*DATASET*:

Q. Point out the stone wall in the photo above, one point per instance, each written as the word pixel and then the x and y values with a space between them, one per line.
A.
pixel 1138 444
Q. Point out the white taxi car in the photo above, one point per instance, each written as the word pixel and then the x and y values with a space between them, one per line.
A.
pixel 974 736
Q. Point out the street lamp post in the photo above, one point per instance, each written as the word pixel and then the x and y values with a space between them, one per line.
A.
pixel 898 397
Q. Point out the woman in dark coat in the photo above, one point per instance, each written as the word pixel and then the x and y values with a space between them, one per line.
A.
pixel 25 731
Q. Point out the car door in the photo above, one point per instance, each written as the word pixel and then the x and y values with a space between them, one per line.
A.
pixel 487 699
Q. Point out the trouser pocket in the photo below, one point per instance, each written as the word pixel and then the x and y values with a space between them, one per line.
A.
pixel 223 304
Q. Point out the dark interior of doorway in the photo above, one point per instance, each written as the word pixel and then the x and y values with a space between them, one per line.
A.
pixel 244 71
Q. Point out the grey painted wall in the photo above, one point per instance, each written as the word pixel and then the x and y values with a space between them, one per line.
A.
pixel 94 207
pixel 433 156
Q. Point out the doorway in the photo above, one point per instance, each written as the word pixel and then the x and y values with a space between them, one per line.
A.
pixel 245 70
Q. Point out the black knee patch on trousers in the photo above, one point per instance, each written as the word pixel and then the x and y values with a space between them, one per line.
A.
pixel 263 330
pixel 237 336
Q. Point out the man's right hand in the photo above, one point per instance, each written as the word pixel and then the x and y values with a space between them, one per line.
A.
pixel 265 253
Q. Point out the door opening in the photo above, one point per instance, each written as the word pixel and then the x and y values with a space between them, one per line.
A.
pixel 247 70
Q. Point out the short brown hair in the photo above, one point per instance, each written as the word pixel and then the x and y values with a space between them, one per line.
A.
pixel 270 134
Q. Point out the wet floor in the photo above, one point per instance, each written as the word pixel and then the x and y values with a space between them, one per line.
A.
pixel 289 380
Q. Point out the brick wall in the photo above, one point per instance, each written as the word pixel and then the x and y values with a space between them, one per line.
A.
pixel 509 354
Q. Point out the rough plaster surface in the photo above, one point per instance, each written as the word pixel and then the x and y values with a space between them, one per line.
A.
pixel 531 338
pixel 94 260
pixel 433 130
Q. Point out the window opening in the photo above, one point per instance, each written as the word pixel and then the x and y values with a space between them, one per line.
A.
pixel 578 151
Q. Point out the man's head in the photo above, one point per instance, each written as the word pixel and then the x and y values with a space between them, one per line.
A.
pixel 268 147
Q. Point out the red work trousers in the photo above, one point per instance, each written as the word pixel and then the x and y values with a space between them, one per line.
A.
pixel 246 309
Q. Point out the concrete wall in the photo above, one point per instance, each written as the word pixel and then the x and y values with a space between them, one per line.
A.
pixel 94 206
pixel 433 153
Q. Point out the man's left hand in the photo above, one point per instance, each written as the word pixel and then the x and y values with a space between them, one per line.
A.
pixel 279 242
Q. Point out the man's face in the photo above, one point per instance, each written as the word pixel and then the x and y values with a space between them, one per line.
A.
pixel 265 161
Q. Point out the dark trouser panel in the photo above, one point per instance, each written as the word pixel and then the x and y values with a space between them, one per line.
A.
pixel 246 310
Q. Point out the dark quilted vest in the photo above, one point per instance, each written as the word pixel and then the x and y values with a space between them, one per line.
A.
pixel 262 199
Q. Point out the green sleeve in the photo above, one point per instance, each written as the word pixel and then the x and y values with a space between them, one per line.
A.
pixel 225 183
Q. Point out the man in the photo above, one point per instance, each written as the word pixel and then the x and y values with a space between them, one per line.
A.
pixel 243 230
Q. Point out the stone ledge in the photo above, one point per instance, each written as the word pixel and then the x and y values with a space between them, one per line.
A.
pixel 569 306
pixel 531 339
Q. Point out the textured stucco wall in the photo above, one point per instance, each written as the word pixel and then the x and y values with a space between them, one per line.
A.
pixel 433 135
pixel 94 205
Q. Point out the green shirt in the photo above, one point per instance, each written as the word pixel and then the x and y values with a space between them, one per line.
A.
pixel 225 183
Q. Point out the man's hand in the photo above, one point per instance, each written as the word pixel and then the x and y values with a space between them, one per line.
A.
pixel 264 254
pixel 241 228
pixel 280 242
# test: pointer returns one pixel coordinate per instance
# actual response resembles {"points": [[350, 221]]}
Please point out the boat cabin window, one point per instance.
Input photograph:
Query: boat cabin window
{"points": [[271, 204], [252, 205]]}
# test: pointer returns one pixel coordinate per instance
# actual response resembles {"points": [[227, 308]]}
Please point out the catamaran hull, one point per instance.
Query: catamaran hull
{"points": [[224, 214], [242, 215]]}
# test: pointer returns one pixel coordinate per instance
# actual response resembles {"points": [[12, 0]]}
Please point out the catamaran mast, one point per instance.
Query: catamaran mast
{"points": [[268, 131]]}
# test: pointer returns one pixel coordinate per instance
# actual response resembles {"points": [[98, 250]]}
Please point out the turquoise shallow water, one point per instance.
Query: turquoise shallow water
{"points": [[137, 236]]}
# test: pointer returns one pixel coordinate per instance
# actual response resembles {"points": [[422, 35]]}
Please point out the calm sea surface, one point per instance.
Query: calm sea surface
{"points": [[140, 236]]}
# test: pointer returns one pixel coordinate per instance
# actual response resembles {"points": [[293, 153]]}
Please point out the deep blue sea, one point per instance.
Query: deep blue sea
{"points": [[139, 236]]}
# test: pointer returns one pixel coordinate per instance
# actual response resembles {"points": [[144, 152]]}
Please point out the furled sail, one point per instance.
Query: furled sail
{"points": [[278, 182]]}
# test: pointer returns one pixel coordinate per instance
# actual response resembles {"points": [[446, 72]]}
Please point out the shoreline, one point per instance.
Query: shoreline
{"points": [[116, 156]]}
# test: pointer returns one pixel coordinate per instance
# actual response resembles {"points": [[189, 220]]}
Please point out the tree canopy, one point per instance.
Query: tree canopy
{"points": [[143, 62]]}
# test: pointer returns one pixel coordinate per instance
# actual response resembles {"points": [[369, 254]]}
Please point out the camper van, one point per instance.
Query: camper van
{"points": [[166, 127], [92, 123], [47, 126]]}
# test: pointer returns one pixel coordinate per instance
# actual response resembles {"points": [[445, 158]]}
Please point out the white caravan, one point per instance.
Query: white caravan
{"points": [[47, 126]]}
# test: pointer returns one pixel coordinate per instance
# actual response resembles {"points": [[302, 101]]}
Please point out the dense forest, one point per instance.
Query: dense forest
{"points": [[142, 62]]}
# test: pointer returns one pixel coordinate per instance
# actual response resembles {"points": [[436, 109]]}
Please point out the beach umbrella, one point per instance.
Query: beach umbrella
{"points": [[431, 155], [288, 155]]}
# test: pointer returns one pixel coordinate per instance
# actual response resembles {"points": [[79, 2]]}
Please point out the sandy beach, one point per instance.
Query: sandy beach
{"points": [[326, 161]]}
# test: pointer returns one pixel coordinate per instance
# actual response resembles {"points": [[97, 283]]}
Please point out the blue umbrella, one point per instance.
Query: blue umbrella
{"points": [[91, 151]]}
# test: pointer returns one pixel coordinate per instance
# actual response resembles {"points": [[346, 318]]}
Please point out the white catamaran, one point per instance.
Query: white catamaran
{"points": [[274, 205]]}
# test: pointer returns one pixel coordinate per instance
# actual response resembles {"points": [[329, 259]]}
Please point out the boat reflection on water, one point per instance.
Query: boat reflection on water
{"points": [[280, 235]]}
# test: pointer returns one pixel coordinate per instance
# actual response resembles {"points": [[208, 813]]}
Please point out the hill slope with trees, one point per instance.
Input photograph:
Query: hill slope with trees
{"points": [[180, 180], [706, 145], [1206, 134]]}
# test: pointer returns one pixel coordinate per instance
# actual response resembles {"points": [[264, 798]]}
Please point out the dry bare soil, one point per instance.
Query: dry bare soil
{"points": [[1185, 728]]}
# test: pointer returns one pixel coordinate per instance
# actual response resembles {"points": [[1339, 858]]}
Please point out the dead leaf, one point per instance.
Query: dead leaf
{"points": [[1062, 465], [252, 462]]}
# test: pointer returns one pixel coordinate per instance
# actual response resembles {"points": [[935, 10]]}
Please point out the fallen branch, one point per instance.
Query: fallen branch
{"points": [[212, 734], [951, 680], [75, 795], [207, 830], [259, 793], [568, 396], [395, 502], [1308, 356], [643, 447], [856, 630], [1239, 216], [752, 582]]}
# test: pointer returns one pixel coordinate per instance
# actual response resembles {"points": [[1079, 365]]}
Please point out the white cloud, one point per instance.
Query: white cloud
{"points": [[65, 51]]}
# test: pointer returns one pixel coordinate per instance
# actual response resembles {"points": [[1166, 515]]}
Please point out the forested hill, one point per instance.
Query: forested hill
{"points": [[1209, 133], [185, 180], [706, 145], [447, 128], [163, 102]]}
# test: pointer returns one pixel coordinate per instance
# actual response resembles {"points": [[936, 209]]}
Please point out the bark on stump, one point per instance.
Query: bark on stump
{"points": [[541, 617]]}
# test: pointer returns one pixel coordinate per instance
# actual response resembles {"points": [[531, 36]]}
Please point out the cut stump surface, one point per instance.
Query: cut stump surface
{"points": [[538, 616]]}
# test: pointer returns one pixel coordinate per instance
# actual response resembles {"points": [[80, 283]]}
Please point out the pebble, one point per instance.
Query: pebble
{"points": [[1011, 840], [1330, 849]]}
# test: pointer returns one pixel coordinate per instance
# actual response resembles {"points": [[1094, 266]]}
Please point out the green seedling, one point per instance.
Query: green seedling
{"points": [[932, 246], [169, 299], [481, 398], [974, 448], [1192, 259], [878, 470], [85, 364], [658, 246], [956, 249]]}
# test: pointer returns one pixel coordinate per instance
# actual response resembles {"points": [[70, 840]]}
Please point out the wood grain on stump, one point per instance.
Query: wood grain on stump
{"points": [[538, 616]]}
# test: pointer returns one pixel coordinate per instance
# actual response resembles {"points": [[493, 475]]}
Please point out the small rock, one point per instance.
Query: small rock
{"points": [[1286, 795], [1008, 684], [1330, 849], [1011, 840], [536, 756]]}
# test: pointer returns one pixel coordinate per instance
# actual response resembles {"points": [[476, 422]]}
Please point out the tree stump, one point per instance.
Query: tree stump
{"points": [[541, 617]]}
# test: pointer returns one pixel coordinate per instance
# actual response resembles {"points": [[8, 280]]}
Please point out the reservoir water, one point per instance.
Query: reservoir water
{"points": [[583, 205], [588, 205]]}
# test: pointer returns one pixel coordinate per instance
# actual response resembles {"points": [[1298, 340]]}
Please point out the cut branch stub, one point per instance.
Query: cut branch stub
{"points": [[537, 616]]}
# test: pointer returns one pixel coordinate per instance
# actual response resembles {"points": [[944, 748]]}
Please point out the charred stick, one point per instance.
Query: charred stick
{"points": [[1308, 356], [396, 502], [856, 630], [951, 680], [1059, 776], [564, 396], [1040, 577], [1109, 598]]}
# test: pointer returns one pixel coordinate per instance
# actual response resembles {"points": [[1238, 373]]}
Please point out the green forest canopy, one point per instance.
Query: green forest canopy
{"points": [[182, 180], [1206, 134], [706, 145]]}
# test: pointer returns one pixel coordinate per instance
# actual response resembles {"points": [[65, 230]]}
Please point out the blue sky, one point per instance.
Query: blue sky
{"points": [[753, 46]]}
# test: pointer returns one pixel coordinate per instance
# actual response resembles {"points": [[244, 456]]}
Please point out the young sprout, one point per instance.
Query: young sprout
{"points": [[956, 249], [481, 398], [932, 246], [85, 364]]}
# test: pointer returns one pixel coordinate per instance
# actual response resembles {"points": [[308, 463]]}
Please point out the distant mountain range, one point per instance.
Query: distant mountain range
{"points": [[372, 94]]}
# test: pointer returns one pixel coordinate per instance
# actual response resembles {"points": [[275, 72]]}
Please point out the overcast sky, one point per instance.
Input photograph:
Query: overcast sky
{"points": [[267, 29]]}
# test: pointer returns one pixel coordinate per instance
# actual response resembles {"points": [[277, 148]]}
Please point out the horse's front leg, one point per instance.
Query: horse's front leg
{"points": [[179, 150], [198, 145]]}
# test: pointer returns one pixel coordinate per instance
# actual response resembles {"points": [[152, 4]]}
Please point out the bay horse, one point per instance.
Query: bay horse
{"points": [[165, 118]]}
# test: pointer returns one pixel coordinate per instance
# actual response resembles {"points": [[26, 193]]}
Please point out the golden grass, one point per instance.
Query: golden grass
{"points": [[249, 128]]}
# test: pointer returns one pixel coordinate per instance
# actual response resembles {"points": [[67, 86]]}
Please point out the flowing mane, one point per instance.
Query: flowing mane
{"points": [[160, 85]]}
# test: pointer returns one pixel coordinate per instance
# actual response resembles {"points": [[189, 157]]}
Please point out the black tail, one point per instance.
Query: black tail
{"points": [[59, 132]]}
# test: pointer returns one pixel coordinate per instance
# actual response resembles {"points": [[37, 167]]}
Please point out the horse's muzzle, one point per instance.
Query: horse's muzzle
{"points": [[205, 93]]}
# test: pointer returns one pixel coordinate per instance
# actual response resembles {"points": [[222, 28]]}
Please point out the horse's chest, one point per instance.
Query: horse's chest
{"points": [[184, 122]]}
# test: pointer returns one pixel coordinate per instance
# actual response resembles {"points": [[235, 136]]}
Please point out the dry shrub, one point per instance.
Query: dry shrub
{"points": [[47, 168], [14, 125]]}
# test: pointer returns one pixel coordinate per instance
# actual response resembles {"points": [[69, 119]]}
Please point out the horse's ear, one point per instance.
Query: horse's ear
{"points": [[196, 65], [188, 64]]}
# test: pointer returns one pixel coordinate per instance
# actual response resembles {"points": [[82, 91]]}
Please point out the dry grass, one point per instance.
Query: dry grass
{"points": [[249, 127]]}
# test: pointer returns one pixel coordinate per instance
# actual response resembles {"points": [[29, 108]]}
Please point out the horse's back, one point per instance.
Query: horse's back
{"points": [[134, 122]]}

*GOAL OF THE EXERCISE*:
Answer with a number alone: how many lines of the listing above include the string "dark"?

*EXPECTED ANSWER*:
4